PROBLEM DESCRIPTION -
The data are to be restated in full, exactly as presented.

BEGIN INPUT

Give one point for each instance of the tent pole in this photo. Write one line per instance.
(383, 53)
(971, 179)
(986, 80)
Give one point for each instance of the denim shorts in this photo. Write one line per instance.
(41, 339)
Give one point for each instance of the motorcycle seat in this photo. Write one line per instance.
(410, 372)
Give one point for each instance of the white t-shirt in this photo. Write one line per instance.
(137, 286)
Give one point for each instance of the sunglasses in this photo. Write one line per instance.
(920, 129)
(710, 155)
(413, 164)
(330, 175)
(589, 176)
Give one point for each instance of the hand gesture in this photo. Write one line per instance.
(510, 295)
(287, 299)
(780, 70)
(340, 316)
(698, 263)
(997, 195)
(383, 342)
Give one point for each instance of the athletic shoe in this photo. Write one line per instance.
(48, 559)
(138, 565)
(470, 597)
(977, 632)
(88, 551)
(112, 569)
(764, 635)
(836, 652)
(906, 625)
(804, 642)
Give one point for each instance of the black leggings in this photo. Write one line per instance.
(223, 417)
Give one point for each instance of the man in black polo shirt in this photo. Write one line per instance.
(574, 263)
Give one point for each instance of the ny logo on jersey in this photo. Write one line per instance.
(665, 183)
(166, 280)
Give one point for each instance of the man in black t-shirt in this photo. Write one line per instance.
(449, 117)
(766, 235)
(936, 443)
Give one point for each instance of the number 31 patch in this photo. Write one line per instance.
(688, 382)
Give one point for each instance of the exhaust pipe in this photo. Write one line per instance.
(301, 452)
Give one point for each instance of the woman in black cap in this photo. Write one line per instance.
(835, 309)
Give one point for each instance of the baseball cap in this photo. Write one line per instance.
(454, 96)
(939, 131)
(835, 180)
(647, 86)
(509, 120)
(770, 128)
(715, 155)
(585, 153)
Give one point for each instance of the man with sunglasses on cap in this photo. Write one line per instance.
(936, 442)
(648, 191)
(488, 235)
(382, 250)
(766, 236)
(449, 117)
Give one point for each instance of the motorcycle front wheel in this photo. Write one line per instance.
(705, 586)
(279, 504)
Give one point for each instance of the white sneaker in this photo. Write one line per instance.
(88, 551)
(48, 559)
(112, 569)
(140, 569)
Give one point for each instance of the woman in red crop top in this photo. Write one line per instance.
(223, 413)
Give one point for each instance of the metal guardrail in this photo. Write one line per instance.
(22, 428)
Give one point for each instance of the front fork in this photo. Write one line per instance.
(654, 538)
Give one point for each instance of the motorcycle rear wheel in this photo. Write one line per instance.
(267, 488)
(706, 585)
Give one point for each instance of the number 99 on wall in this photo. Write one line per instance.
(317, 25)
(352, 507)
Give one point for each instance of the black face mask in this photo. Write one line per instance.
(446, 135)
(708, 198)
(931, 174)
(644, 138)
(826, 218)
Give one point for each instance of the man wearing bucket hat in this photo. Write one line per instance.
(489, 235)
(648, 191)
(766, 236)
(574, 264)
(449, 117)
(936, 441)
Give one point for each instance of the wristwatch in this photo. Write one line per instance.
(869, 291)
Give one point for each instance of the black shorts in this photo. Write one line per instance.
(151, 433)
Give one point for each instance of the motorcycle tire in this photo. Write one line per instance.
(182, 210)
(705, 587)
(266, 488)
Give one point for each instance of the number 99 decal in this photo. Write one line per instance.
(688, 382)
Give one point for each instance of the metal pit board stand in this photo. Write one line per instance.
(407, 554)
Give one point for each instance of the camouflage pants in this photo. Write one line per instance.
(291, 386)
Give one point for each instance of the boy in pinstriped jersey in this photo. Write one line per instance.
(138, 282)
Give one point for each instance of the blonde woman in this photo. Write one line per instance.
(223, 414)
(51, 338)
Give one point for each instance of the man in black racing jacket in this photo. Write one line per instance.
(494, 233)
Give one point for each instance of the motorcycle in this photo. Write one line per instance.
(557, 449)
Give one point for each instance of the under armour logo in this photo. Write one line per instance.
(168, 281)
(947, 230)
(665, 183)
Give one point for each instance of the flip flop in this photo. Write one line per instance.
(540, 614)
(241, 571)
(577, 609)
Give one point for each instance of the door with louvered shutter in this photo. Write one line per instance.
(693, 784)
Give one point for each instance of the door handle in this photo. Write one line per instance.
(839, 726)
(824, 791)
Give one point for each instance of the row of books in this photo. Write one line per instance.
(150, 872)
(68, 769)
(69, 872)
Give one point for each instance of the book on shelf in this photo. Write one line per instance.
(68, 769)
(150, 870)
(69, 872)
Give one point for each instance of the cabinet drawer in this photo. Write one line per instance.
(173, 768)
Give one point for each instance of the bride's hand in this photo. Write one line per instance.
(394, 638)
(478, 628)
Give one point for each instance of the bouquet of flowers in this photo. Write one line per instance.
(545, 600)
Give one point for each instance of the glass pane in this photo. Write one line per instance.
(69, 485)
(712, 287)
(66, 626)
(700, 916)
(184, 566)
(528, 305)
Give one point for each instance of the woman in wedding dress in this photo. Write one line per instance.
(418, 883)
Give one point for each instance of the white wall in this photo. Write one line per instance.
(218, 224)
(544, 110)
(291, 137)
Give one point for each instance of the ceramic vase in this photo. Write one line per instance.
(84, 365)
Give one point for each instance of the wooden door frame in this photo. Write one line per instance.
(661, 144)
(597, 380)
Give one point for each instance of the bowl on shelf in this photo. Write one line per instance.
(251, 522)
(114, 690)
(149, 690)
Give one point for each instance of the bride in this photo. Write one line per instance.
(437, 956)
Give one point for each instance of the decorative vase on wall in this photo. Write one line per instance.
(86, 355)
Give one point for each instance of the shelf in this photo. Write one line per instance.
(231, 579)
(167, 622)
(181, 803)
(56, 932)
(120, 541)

END INPUT

RESPONSE TO THE EXERCISE -
Give one point for each instance of the tent pole in this photo. Write one line per instance.
(383, 53)
(971, 179)
(986, 80)
Give one point for each instance of the denim shorts in this photo. Write one line per instance.
(41, 339)
Give one point for each instance of the motorcycle seat in this photo. Write one line per instance.
(410, 372)
Give one point for each instance of the white t-shirt in this photo. Write one line per instance.
(137, 286)
Give one point for each instance of the sunglasses in this photo. Write one line per instance.
(920, 129)
(710, 155)
(413, 164)
(330, 175)
(589, 176)
Give one point for each instance of the hand gesture in this photo. Write one line per instance.
(510, 295)
(287, 299)
(780, 70)
(340, 316)
(698, 263)
(997, 195)
(383, 342)
Give one point for each instance of the athletic shoe in this photo. Write one line per instance.
(48, 559)
(138, 565)
(470, 597)
(977, 632)
(88, 551)
(112, 569)
(764, 635)
(836, 652)
(906, 625)
(804, 642)
Give one point for each instance of the black leggings in this photo. Write one line per instance.
(223, 417)
Give one point for each instance of the man in black polo shirt in this photo. Write one line per instance.
(574, 263)
Give one point for each instance of the ny logo on jersey in this photo. Write one line per instance.
(665, 183)
(166, 280)
Give one point for each instance of the man in black t-shirt in this photo. Write one line per instance.
(449, 117)
(766, 235)
(936, 443)
Give one point for each instance of the number 31 patch in this photo. Write one line per instance.
(688, 382)
Give one point for each instance of the exhaust pipe in this photo. Write one line per instance.
(301, 452)
Give one point for each instance of the woman in black cap in this photo. Write one line per instance.
(835, 309)
Give one point for each instance of the baseball cap in this photo. Write one line per instance.
(454, 96)
(939, 131)
(835, 180)
(647, 86)
(509, 120)
(770, 128)
(715, 155)
(585, 153)
Give one point for each instance of the man with sunglasses on cap in this photo. Write one line per instance.
(936, 442)
(648, 191)
(488, 235)
(382, 250)
(766, 236)
(449, 117)
Give one point for each instance of the motorcycle front wheel in this photo. Write one line per instance.
(705, 586)
(279, 504)
Give one point for each instance of the white sneaker in this photo. Write one line per instance.
(88, 551)
(48, 559)
(112, 569)
(140, 569)
Give one point for each instance of the woman in red crop top in this photo. Write one line per instance.
(223, 413)
Give one point for each instance of the metal guardrail in this photo. Write one line per instance.
(22, 428)
Give one point for each instance of the front fork in this photo. Write one line per instance.
(654, 538)
Give one point for each instance of the motorcycle rear wheel in this photo. Write one line per instance.
(267, 488)
(706, 585)
Give one point for each instance of the number 99 on wall in this photo. Write one line per instance.
(317, 25)
(352, 507)
Give one point for each instance of the black face mask in this photo. Write one line per instance.
(446, 135)
(708, 198)
(931, 174)
(644, 138)
(826, 218)
Give one point for each instance of the man wearing bucket hat in this photo. Write one line per instance.
(489, 235)
(648, 191)
(766, 236)
(574, 264)
(449, 117)
(936, 441)
Give one point for each instance of the wristwatch in this photo. Write one line per instance.
(869, 291)
Give one point for each instance of the black shorts in this photo. Write one line per instance.
(151, 433)
Give one point for each instance of the motorcycle tire in this photo. Write one line per instance.
(182, 210)
(705, 587)
(266, 488)
Give one point for each instance of the number 99 decal in this photo. Write one line per instance.
(688, 382)
Give one point for each instance of the metal pit board stand in this photo. Write one line per instance.
(407, 554)
Give one point for each instance of the camouflage pants in this photo. Write one line per instance.
(291, 386)
Give one point for each instance of the boy in pinstriped jersey in this photo. Write one line per instance.
(138, 282)
Give one point for each instance of the blonde woman in this photo. Write one line per instance.
(223, 414)
(51, 338)
Give one point for each instance of the man in black racing jacket in this photo. Write one line per instance.
(494, 233)
Give one point for each instance of the motorcycle in this photo. Write one line per instance.
(557, 449)
Give one point for each instance of the under armour logo in this photo. Write one line per instance.
(168, 281)
(947, 230)
(665, 183)
Give one point for each instance of the flip flop in this photo. Write one line per instance.
(540, 614)
(241, 571)
(577, 609)
Give one point for each instance of the door with louvered shutter in this photo. Write one line per instance.
(693, 784)
Give one point for each instance of the door handle in this photo. Write one line per instance.
(839, 726)
(824, 791)
Give one point for each instance of the row of books in this photo. Write one line per instance.
(150, 872)
(68, 769)
(69, 872)
Give one point for each instance of the book on shelf in this photo. Write one line per instance.
(68, 769)
(150, 870)
(69, 872)
Give one point for each instance of the cabinet drawer in this photo. Write one line per instance.
(173, 768)
Give one point for each instance of the bride's hand in this photo. Write one line per instance.
(394, 638)
(478, 628)
Give one point for each instance of the bouquet of flowers in this photo. Write one line per instance.
(545, 600)
Give one point for each instance of the glass pane in this photo. Write one line per instance.
(69, 485)
(712, 287)
(66, 626)
(700, 916)
(184, 566)
(528, 305)
Give one point for each instance of the woman in wedding dress in this photo. Write one line per instance.
(418, 883)
Give one point for each instance of the white wall in this photo. Write one line per instance.
(218, 224)
(544, 110)
(291, 137)
Give one point for each instance of the ceramic vase in this photo. Write one line per instance.
(84, 365)
Give one point for each instance of the wooden door frame in this photo. Write one line per instance.
(661, 144)
(597, 380)
Give one point for each instance of the bowl on shelf in this photo. Write one line per instance.
(251, 522)
(114, 690)
(149, 690)
Give one point for each instance of the bride in this photo. Write one line per instance.
(437, 956)
Give one point for each instance of the decorative vase on wall in this photo. Write one line per instance.
(86, 355)
Give one point for each instance of the shelf in this photo. Write one line per instance.
(231, 579)
(167, 622)
(181, 803)
(56, 932)
(120, 541)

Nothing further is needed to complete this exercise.